▸ Exercise prompt
Produce a verbatim transcript of the entries below, excluding pictures.

Records from a data collection:
Content starts
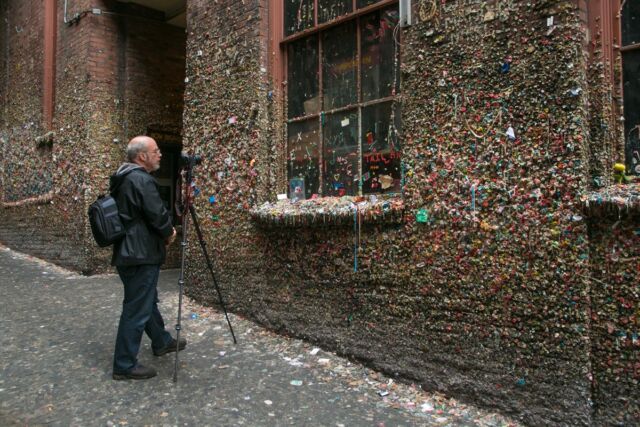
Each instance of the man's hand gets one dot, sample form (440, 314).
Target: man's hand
(169, 240)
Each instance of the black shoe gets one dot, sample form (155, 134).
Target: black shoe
(139, 372)
(171, 347)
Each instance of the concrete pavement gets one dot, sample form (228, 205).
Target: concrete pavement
(58, 331)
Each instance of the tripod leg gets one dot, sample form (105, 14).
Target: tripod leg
(183, 246)
(210, 266)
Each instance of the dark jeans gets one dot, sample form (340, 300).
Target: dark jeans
(139, 313)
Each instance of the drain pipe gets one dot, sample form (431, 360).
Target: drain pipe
(66, 21)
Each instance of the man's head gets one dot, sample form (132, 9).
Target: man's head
(144, 151)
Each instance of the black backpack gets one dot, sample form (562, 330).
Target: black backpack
(106, 225)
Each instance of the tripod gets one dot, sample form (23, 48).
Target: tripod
(187, 205)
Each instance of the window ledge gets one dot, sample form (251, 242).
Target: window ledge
(329, 211)
(617, 199)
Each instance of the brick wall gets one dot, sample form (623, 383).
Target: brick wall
(615, 256)
(489, 304)
(115, 74)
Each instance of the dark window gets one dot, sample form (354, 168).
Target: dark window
(342, 80)
(630, 23)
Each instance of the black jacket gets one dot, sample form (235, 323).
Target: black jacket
(143, 214)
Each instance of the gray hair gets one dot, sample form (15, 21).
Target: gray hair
(135, 147)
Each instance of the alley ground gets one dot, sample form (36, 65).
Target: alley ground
(56, 345)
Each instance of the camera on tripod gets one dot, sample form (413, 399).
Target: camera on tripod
(190, 161)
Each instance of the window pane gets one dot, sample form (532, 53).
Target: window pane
(381, 166)
(363, 3)
(298, 15)
(302, 76)
(378, 50)
(339, 66)
(630, 22)
(332, 9)
(340, 154)
(631, 90)
(303, 158)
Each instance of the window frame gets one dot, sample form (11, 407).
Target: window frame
(623, 49)
(279, 69)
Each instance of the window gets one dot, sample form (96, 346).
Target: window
(630, 50)
(342, 65)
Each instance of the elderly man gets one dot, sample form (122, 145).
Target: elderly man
(138, 257)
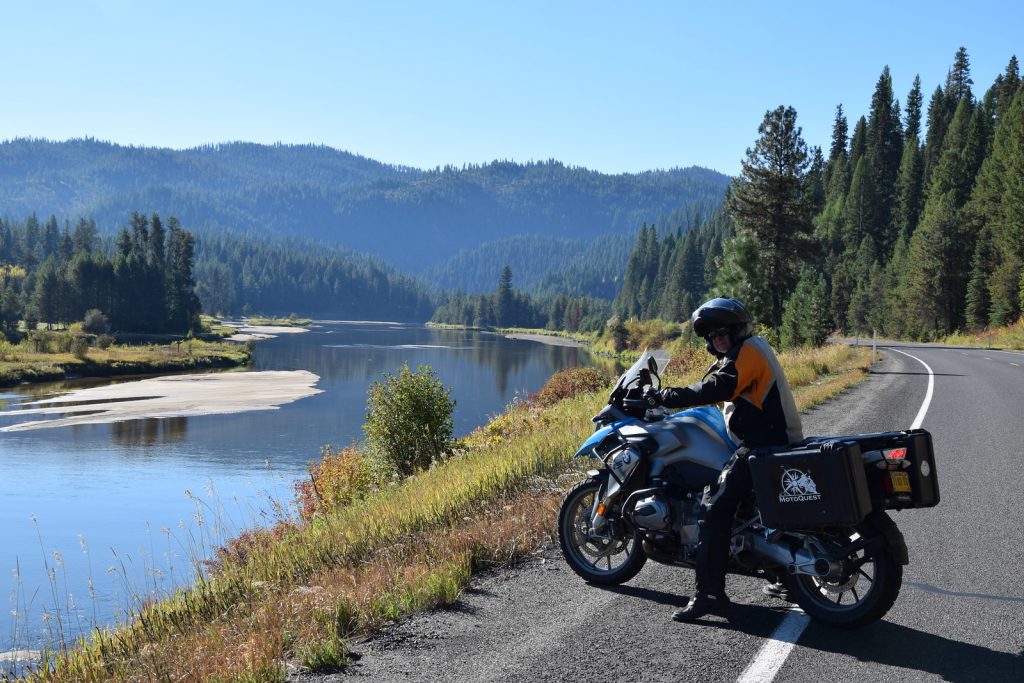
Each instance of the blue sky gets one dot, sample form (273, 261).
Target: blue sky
(612, 86)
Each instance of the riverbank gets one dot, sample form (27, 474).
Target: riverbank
(173, 396)
(296, 594)
(30, 361)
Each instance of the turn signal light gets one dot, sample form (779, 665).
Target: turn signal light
(895, 454)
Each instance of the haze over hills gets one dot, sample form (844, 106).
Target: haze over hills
(410, 217)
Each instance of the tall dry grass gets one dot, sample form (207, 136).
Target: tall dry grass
(297, 594)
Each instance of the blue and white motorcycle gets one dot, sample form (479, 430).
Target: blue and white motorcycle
(842, 566)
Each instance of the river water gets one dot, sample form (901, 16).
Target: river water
(96, 517)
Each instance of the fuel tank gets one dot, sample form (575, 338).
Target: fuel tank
(693, 444)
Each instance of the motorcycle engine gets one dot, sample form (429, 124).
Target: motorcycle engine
(652, 514)
(659, 513)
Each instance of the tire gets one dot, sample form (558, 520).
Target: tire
(606, 561)
(863, 594)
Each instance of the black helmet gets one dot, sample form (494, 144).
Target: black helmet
(723, 312)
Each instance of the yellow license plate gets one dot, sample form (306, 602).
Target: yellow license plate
(901, 482)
Content ends
▸ Exercise solution
Each instance of the man's hand gets one dot, sample form (440, 314).
Target: man's hand
(169, 240)
Each instance of the black shoe gets one dot, sample form (155, 134).
Target: black shoe
(139, 372)
(171, 347)
Each instance of the concrete pavement gets one dot, sample form (228, 205).
Target: concrete pavement
(58, 331)
Each instance of the tripod leg gets one dot, sample form (105, 14).
Target: tripod leg
(183, 246)
(210, 266)
Each instance of the dark jeans gets one dot, sample form (340, 300).
Target: dark jeans
(139, 313)
Each instance of the drain pipe gets one dot, sample form (431, 360).
Target: drain pipe
(66, 21)
Each instance of the man's head gets one dot, sample form (132, 9).
Target: man's head
(144, 151)
Each instance of the black backpack gets one dot, sample form (562, 330).
Target: black backpack
(106, 225)
Each instance of the tripod gets one dot, sample form (23, 48).
Target: tripod
(187, 205)
Each instance of the window ledge gets one dot, sample form (251, 242).
Target: window ledge
(329, 211)
(617, 199)
Each instance of the brick wall gets one dot, sample form (623, 383).
Target: brick wall
(615, 256)
(489, 304)
(115, 74)
Each instance of the dark window gets one dot, sample form (354, 168).
Target: dark window
(342, 80)
(630, 23)
Each instance of the black jacket gets one dot, sample form (235, 323).
Target: black jacket
(143, 214)
Each instance of the gray hair gets one dot, sample form (15, 21).
Target: gray hair
(135, 147)
Each instance of the alley ground gets one dot, sample form (36, 65).
Target: alley ground
(56, 345)
Each instance of the camera on tripod gets one dot, sample form (413, 399).
Target: camera on tripod
(190, 161)
Each instance of the window pane gets one dot, sample form (532, 53).
Target: window pane
(381, 166)
(363, 3)
(298, 15)
(302, 76)
(378, 50)
(339, 66)
(630, 22)
(332, 9)
(340, 154)
(631, 90)
(303, 158)
Each instance of the window frame gets one dot, sample form (11, 407).
Target: window frame
(623, 49)
(279, 69)
Each instance of the window gets one dot, sample form (96, 346).
Target: window
(630, 50)
(342, 65)
Each instance of the elderly man gets one dot, sample form (122, 145).
Target: elderly man
(138, 257)
Each instance of the blue sky gets one dot, sample form (273, 261).
Target: blue sky
(612, 86)
Each instance of the riverbank gets one dot, sample form (27, 474).
Target: riverbank
(173, 396)
(296, 594)
(30, 361)
Each instance of the turn signal light gets one dot, sample form (779, 665).
Target: turn signal light
(895, 454)
Each instance of the haze over hills gets one dot, sample form (844, 106).
Target: haze over hills
(410, 217)
Each instance of the tall dry grass gets one dot, sample form (207, 136).
Target: tall dry grass
(297, 594)
Each instance of the blue and white motorcycle gets one dot, sample form (479, 430).
Target: blue and white motorcycle
(842, 566)
Each instance of the river water gets one dot, sample form (901, 16).
Target: river water
(96, 517)
Each instance of the fuel tank gets one dot, sample form (575, 338).
Target: fuel tank
(693, 444)
Each instance of the motorcycle engine gets one dot, sample form (429, 124).
Target: motorcycle engine
(652, 514)
(659, 513)
Each instance of the tire gets one dot, sample form (558, 520).
Target: tire
(606, 561)
(863, 594)
Each instance of the black helmet gets one dot, sample form (494, 144).
Target: black helmet
(723, 312)
Each instance of the yellow license plate gets one dot, sample form (306, 602).
Target: yellow license plate
(901, 482)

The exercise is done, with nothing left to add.